__Page extract__
______________________________

The precious cargo that arrived Tuesday is a $6 million cameralike device that will fabricate some of the world's most advanced integrated circuit chips, and its red-carpet arrival attests to the high-tech expectations being raised by Kakaako's newest resident.
Los Angeles-based Advanced Photonics Integrated Circuits is putting the finishing touches on a research and development facility that will house the device in an ultrasanitary "clean room" and begin making highly advanced chip prototypes for the Navy.
But the company's founder, Raj Dutt, aims to pursue broader research and commercial tie-ins that could benefit Hawaii's fledgling high-tech sector.
"This stuff is on the bleeding edge, and it can only raise the bar around here for everyone," Dutt said.
The Keawe Street facility is called Mid-Pacific Photonics, and it has a five-year, $100 million contract to supply the military with advanced chips based on photonics.
Traditional electronic semiconductors use electrons to process energy and information. But photonics involves the use of light, which makes possible progressively faster and smaller devices, with wide applicability from medicine to telecommunications.
A possible initial application, Dutt said, might be to provide chips for fiber-optic networks within jet fighters to replace traditional copper wires, which are far heavier and can short out.
But a host of other futuristic uses are possible, such as the creation of hypodermic needles so thin that injections are painless, or the creation of tiny devices that clear arteries "like a Roto-Rooter," Dutt said.
"It's pretty amazing stuff for a little town like Honolulu," said Phil Bossert, executive director of the state's High Technology Development Corp.
Bossert said the photonics plant's capabilities are "perfect" for its neighbor, the University of Hawaii's John A. Burns School of Medicine, which is under construction. Moreover, Dutt has promised UH faculty and students access to the Kakaako laboratory.
"The kind of thing he'll be doing will allow a whole new area of research at the university because now they'll have the capacity for it," Bossert said.
Dutt, who also donated $500,000 toward the establishment of an engineering professorship at UH, acknowledges that his bridge-building is motivated by self-interest. He plans to hire about 25 people initially for the plant, primarily those with advanced physics degrees. But a local shortage of such personnel could be a problem for him, and he wants to help foster more local expertise.
"We hope to plant a seed. For this industry to really grow, a collaborative effort between the university and industry is essential," Dutt said.
The nearly complete Kakaako plant spans 10,000 square feet, but Dutt hopes to eventually expand, especially if he can develop a commercial market. He says he has already begun speaking with a number of prominent local high-tech companies.
One of those is Hawaii Biotech. David Watumull, chief executive of the local biopharmaceutical firm, said Mid-Pacific Photonics' chips could help his firm develop new ways of measuring biological reactions.
"It would allow us to do that at a much smaller, more minute level. That's what we need to do," he said.
Dutt said he was told it is too hard to set up a high-tech venture in Hawaii. The usual hurdles include infrastructure issues such as venture capital and expert personnel, but he experienced a different speed bump.
The arrival of the plant's central device, called a Microscan, was delayed by the company's inability to find suitable transportation.
Much like a camera, the device uses light to make imprints on special wafers, thus creating the integrated circuit chips. There are about 140 Microscans in the world, most of which are used by chip-making giant Intel Corp. Its optics are extremely sensitive to even the slightest impact, temperature and humidity changes, and exposure to dust. The device must be transported by special trucks with air-ride suspension and interior temperature control.
Dutt says such trucks are readily available in other cities, but one could not be found here and the company had to improvise a solution with a standard moving truck.
"All I heard before I came here was, 'You can't do it in Hawaii,'" Dutt said. "Part of our objective is to show it can be done."

______________________________

__Excerpted records__

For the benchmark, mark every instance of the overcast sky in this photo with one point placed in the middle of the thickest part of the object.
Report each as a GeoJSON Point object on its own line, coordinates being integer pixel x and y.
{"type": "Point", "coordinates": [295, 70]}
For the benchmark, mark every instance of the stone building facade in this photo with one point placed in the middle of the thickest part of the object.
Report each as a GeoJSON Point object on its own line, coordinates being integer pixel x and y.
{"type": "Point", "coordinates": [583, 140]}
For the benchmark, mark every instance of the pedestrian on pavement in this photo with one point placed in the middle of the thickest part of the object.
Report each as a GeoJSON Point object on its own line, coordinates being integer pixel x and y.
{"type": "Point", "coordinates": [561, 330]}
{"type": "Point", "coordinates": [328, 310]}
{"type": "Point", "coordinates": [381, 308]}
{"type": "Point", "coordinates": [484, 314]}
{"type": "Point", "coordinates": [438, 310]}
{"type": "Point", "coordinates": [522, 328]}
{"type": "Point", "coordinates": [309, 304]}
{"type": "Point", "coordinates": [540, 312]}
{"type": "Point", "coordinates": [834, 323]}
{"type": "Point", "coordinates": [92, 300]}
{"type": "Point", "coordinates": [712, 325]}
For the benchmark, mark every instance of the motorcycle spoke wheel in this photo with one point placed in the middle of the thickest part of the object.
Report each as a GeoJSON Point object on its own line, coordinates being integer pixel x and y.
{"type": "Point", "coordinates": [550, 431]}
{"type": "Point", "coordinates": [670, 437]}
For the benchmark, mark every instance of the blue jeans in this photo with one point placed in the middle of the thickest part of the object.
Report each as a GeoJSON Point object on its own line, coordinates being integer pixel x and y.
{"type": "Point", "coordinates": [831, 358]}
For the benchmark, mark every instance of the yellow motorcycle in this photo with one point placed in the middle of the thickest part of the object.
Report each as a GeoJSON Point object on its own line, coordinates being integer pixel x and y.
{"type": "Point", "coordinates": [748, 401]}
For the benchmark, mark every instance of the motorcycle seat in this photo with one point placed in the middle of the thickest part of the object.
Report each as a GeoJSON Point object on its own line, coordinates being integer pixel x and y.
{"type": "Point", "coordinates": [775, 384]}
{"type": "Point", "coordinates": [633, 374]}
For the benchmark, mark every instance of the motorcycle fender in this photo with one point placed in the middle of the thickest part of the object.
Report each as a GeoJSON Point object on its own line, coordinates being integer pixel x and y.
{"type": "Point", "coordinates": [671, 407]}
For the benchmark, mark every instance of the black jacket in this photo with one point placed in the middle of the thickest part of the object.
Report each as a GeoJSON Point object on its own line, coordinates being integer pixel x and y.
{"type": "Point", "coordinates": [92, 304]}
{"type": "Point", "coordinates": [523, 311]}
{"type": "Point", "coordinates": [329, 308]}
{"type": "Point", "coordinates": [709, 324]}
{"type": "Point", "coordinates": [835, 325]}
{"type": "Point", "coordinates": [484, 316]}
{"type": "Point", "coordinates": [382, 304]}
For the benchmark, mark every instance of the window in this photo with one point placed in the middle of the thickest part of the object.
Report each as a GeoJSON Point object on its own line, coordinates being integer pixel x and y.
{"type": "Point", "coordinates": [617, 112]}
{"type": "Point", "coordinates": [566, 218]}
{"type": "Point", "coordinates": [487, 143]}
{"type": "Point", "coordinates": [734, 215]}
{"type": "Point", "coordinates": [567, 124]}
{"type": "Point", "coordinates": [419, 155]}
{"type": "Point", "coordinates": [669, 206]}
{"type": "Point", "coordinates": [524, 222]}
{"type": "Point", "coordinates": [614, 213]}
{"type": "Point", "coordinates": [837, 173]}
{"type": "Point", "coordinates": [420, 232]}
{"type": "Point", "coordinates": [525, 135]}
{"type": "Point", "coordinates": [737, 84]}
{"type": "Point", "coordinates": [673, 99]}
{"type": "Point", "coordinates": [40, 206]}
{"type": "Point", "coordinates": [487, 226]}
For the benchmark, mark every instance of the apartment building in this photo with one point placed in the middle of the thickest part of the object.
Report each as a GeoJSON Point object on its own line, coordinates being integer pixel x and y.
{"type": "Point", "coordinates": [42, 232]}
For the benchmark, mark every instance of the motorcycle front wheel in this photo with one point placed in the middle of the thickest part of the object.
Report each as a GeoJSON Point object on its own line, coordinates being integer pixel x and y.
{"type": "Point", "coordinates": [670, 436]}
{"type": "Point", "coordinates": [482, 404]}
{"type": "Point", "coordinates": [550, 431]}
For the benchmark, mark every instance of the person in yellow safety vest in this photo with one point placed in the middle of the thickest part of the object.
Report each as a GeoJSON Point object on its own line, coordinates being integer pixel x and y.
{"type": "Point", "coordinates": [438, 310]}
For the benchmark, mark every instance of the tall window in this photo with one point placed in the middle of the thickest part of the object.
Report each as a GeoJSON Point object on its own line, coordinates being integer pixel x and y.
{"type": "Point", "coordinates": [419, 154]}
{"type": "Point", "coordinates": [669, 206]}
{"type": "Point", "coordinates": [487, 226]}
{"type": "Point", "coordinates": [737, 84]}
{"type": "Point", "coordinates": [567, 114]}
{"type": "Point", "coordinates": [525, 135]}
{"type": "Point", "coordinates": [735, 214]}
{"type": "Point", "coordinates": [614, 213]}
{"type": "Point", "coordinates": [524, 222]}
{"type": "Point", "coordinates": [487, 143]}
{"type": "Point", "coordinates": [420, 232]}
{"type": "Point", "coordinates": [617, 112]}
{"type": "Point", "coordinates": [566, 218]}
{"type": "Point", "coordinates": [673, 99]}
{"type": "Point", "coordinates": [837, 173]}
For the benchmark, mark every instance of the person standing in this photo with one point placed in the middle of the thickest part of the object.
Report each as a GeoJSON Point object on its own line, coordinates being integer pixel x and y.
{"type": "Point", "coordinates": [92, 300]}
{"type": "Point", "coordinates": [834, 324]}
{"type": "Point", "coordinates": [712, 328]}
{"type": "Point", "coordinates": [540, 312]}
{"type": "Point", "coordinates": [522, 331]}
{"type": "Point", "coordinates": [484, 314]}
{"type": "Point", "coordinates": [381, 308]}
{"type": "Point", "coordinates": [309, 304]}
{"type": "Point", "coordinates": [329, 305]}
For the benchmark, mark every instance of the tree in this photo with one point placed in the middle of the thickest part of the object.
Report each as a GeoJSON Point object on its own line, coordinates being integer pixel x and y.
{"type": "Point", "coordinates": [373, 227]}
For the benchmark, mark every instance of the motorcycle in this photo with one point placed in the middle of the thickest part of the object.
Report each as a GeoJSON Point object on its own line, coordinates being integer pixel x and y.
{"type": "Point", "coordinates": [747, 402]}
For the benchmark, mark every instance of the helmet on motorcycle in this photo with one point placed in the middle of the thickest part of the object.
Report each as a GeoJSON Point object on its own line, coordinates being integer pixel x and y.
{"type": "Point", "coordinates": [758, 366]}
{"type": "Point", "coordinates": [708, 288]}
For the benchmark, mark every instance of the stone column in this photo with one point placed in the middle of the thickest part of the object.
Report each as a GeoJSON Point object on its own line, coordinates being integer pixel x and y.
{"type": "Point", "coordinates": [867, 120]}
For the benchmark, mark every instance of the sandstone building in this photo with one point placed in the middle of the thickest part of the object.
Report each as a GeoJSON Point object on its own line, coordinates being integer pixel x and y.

______________________________

__Work request A__
In the photonics plant article, repeat the passage that begins at the words "Bossert said the" and stops after "the Kakaako laboratory.".
__Work request B__
According to the article about the Kakaako photonics plant, how large is the nearly complete facility?
The rows were drawn from a separate source unrelated to the article.

__Answer section A__
Bossert said the photonics plant's capabilities are "perfect" for its neighbor, the University of Hawaii's John A. Burns School of Medicine, which is under construction. Moreover, Dutt has promised UH faculty and students access to the Kakaako laboratory.

__Answer section B__
It spans 10,000 square feet.